* [EXERCISE DESCRIPTION] Pull out every line of the data below that contains the string "white", and copy each one in full. Case counts, so only matches with the same capitalization qualify.
====== DATA SUPPLIED
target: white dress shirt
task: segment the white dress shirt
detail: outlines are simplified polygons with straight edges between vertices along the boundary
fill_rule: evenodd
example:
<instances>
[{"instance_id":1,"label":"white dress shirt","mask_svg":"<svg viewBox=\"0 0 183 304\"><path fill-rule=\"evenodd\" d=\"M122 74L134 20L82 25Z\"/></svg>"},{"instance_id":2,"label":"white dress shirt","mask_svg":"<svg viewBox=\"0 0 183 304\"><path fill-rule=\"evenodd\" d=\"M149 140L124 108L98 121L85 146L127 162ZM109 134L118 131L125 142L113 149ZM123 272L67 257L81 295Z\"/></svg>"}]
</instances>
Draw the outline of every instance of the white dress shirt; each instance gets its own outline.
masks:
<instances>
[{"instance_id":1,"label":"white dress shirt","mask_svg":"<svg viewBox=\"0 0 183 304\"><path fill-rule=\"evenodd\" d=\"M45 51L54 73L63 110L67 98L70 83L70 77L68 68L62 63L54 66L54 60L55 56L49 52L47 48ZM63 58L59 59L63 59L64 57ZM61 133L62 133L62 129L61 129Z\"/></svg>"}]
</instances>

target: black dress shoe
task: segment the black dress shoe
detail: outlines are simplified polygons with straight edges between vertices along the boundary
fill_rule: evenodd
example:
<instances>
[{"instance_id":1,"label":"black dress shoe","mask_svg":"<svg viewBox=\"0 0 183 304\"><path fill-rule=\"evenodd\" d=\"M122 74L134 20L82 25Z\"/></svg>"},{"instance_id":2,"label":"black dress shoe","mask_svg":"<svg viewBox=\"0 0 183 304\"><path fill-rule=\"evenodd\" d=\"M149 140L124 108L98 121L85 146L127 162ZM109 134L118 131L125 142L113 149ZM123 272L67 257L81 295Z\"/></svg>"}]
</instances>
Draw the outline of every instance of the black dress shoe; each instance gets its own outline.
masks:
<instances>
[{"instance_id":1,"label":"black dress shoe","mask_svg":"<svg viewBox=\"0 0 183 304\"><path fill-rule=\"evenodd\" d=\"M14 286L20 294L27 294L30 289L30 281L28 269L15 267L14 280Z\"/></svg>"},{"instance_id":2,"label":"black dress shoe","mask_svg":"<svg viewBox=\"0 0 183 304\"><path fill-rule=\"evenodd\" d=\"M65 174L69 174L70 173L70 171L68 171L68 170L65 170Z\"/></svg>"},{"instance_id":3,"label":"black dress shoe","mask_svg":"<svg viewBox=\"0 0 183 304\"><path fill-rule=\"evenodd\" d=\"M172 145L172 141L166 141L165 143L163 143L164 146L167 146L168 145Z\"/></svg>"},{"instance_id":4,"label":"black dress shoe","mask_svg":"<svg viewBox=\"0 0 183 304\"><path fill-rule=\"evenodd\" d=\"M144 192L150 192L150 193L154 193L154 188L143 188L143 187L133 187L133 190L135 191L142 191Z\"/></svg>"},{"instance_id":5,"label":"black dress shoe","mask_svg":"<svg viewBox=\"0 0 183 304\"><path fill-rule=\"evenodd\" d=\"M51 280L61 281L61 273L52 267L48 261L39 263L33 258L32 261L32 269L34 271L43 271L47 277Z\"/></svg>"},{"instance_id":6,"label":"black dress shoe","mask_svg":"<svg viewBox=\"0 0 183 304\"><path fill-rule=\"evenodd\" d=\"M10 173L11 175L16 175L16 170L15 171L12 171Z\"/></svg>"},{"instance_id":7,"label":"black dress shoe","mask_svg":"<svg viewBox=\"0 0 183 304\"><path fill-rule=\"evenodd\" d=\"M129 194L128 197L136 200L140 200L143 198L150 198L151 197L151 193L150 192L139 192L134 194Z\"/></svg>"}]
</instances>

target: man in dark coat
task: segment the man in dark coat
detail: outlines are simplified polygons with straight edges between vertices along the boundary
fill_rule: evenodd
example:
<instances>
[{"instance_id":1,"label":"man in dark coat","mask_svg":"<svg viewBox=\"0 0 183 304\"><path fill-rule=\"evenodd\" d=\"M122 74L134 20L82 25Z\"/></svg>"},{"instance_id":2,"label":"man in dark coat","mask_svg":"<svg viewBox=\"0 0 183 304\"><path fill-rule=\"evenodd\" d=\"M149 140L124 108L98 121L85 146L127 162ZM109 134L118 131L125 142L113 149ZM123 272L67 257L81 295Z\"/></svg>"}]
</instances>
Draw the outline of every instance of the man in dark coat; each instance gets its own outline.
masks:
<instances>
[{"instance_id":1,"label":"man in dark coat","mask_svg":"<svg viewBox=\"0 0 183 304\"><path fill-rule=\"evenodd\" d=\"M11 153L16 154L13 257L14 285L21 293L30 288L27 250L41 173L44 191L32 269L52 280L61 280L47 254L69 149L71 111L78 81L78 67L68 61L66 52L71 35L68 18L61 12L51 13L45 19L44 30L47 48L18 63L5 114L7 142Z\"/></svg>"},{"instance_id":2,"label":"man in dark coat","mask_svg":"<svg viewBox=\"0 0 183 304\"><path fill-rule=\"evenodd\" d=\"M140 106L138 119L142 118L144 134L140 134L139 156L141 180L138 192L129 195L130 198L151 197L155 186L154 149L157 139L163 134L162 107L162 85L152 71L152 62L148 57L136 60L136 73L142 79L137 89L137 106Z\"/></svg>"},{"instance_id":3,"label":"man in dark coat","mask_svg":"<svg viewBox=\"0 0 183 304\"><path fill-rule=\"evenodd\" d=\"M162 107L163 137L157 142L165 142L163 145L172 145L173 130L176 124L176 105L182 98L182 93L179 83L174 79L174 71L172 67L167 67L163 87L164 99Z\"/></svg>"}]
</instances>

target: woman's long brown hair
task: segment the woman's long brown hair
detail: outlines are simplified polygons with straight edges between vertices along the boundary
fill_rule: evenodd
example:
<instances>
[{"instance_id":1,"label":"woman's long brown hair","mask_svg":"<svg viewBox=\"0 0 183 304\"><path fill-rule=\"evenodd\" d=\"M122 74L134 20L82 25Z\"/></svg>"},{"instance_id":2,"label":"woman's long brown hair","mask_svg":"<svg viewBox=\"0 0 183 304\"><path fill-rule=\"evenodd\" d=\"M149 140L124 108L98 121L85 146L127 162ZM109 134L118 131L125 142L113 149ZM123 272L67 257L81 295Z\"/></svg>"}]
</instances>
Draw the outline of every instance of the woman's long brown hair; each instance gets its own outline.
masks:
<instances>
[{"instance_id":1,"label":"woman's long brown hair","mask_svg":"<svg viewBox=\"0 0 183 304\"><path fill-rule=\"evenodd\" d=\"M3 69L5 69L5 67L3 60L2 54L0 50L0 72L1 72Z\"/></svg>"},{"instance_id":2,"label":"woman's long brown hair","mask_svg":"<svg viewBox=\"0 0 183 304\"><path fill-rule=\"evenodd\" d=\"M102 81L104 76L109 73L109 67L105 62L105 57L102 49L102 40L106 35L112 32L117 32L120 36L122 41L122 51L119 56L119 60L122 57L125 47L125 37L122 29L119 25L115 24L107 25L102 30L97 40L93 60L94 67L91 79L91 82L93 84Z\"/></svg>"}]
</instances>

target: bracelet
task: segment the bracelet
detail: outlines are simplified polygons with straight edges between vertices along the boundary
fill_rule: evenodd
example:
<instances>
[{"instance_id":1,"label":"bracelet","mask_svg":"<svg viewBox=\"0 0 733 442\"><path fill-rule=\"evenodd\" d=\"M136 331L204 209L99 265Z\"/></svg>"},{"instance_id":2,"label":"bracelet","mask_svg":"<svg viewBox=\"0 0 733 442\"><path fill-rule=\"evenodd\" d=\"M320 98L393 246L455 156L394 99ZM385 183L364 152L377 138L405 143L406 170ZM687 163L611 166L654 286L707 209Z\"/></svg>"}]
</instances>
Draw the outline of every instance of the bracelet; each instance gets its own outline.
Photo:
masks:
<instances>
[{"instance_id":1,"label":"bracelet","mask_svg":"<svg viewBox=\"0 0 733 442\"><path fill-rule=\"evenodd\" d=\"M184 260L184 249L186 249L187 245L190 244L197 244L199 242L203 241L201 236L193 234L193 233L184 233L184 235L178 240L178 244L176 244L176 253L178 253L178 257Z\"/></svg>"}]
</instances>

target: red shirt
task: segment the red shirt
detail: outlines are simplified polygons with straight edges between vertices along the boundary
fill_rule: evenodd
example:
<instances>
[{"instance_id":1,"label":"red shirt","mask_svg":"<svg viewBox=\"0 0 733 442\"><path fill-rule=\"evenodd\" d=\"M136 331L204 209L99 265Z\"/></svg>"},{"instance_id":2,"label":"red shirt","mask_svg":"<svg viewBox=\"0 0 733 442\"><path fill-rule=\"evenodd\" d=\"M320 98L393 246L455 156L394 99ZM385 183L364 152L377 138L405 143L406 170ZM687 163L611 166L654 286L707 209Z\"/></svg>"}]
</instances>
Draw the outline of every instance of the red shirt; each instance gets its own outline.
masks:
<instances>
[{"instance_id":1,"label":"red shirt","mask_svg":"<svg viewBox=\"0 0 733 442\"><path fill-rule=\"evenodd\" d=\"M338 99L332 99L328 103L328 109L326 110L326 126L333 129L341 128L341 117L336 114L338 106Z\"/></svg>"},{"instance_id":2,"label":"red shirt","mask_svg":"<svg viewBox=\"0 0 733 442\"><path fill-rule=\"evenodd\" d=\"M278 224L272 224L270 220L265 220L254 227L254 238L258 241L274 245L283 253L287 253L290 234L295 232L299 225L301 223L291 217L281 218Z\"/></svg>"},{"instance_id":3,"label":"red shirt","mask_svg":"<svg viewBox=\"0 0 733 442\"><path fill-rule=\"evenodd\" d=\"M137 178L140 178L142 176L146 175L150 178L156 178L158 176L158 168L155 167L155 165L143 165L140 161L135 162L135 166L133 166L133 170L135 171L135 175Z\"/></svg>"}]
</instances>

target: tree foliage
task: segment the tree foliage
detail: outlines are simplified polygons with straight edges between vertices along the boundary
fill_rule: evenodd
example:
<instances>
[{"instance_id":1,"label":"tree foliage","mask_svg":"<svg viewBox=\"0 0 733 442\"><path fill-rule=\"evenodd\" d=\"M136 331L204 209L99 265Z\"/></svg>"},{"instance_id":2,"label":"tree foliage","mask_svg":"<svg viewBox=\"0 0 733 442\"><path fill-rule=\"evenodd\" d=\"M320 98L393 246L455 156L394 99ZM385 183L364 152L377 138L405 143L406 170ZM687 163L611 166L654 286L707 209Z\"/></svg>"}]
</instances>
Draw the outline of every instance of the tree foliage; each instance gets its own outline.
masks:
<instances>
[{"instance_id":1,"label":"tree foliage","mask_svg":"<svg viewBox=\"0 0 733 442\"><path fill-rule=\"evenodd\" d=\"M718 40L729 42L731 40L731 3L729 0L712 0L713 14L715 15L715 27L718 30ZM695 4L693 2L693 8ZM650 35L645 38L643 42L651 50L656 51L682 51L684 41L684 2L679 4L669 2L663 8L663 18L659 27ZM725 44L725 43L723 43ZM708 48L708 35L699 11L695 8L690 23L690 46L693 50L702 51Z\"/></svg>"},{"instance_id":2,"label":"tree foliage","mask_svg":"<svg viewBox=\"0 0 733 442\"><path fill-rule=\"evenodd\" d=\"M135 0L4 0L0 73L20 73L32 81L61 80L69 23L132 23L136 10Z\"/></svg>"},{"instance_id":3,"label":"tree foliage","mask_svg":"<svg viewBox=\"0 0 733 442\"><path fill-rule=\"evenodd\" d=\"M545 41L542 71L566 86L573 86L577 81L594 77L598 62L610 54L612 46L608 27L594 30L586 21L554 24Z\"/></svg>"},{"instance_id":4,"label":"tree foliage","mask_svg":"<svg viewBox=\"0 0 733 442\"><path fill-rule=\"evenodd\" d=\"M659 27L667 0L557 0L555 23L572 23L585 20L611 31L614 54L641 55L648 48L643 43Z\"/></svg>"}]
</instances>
============
* [EXPECTED ANSWER]
target: white dress shirt
task: segment the white dress shirt
[{"instance_id":1,"label":"white dress shirt","mask_svg":"<svg viewBox=\"0 0 183 304\"><path fill-rule=\"evenodd\" d=\"M122 74L134 20L82 25Z\"/></svg>"},{"instance_id":2,"label":"white dress shirt","mask_svg":"<svg viewBox=\"0 0 183 304\"><path fill-rule=\"evenodd\" d=\"M149 140L124 108L98 121L85 146L127 162ZM109 134L118 131L125 142L113 149ZM123 272L67 257L81 295Z\"/></svg>"}]
Draw the outline of every instance of the white dress shirt; each instance gets its own outline.
[{"instance_id":1,"label":"white dress shirt","mask_svg":"<svg viewBox=\"0 0 183 304\"><path fill-rule=\"evenodd\" d=\"M45 51L54 73L63 110L67 98L70 83L70 77L68 68L62 63L54 66L54 60L55 56L49 52L47 48ZM63 58L59 59L63 59L64 57ZM61 133L62 133L62 129L61 129Z\"/></svg>"}]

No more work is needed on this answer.